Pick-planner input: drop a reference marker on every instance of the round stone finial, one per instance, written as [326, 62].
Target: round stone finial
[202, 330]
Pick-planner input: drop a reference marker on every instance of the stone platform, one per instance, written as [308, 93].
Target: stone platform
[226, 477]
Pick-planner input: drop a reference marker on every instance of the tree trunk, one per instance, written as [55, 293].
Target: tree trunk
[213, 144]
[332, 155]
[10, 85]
--
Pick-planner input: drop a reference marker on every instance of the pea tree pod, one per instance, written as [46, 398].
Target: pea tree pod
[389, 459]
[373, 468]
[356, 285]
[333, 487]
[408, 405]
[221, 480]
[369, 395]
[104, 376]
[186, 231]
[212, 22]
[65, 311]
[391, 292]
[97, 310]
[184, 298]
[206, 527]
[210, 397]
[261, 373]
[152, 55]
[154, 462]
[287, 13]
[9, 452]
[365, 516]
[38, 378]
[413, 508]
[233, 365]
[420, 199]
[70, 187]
--
## WHAT IS REQUIRED
State only the number of lines in the records above that contain the word "written".

## RESULT FOR THIS TASK
4